▶ **Dataset rows**:

_ _ _ _ _ _ _

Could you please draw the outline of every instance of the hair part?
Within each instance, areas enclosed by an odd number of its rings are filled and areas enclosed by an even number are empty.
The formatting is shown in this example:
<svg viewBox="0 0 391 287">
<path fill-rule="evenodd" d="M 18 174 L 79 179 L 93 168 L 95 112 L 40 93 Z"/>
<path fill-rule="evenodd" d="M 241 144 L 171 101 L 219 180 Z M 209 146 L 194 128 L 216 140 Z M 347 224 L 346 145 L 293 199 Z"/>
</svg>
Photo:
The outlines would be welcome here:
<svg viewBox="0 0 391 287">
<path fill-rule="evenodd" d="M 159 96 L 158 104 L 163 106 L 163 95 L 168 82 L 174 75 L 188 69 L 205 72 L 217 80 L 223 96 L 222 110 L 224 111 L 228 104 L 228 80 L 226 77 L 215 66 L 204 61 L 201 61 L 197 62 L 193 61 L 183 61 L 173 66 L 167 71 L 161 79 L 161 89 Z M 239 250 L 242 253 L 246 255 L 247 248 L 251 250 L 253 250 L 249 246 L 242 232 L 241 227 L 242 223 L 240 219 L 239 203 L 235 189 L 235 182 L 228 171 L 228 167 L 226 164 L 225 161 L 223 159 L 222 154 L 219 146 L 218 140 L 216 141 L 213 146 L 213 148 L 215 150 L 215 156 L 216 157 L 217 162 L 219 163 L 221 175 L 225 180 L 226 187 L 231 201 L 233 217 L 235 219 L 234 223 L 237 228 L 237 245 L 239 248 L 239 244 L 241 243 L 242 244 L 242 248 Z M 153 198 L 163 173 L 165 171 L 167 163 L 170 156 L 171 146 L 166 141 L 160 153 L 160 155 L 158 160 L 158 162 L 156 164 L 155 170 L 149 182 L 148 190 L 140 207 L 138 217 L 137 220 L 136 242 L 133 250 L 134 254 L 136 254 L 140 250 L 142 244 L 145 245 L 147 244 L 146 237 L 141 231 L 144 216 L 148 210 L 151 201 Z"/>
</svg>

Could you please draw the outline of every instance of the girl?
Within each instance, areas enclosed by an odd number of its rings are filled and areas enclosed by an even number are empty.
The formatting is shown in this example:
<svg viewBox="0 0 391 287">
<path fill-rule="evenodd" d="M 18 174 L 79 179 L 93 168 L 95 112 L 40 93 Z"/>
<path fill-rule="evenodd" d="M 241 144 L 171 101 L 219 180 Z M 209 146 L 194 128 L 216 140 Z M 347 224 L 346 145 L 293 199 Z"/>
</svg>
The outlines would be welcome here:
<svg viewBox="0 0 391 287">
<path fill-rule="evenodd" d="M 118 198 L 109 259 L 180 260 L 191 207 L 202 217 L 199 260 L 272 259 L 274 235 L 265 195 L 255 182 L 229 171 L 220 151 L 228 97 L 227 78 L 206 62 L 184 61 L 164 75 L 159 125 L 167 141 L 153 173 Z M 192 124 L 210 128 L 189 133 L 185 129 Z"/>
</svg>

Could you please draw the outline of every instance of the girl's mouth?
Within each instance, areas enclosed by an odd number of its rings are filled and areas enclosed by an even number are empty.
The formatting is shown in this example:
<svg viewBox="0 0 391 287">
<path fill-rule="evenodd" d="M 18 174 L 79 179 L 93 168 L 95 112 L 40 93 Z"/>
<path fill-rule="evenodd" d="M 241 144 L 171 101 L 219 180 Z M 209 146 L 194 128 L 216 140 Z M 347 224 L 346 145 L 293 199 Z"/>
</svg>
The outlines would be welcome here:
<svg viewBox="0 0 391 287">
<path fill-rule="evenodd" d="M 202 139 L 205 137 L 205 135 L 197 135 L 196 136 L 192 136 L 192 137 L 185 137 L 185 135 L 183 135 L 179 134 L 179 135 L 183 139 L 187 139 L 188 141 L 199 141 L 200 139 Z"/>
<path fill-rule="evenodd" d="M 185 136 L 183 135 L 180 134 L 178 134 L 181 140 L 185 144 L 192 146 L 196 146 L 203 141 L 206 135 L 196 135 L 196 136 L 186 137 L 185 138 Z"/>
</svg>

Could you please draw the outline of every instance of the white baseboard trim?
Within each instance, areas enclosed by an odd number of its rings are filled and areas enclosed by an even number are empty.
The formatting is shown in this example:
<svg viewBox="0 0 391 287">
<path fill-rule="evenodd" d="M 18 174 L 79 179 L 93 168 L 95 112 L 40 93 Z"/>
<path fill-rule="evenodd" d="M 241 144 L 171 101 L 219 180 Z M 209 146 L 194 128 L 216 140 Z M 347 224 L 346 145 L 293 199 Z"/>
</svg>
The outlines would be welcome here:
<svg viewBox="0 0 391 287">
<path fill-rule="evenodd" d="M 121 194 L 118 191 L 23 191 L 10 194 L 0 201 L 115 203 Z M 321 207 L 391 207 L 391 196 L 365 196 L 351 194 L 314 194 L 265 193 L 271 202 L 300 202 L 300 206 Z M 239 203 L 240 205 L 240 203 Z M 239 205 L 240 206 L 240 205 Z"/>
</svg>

_ _ _ _ _ _ _

Copy everything above, from the line containing "white baseboard trim?" through the last line of the entries, with no changes.

▶ **Exercise response**:
Could you please draw the outline of every instance of the white baseboard trim?
Within each instance, areas enclosed by an odd number of its rings are filled and areas enclosed by an even number are empty.
The formatting is shown in this example:
<svg viewBox="0 0 391 287">
<path fill-rule="evenodd" d="M 18 174 L 79 179 L 93 168 L 95 112 L 40 93 Z"/>
<path fill-rule="evenodd" d="M 241 144 L 171 101 L 219 180 Z M 209 146 L 194 128 L 216 140 Z M 347 224 L 346 145 L 293 199 Z"/>
</svg>
The outlines would be welcome here:
<svg viewBox="0 0 391 287">
<path fill-rule="evenodd" d="M 121 194 L 118 191 L 23 191 L 10 194 L 0 201 L 115 203 Z M 321 207 L 391 207 L 391 196 L 365 196 L 351 194 L 314 194 L 265 193 L 271 202 L 300 202 L 300 206 Z M 239 203 L 240 205 L 240 203 Z M 239 205 L 240 206 L 240 205 Z"/>
</svg>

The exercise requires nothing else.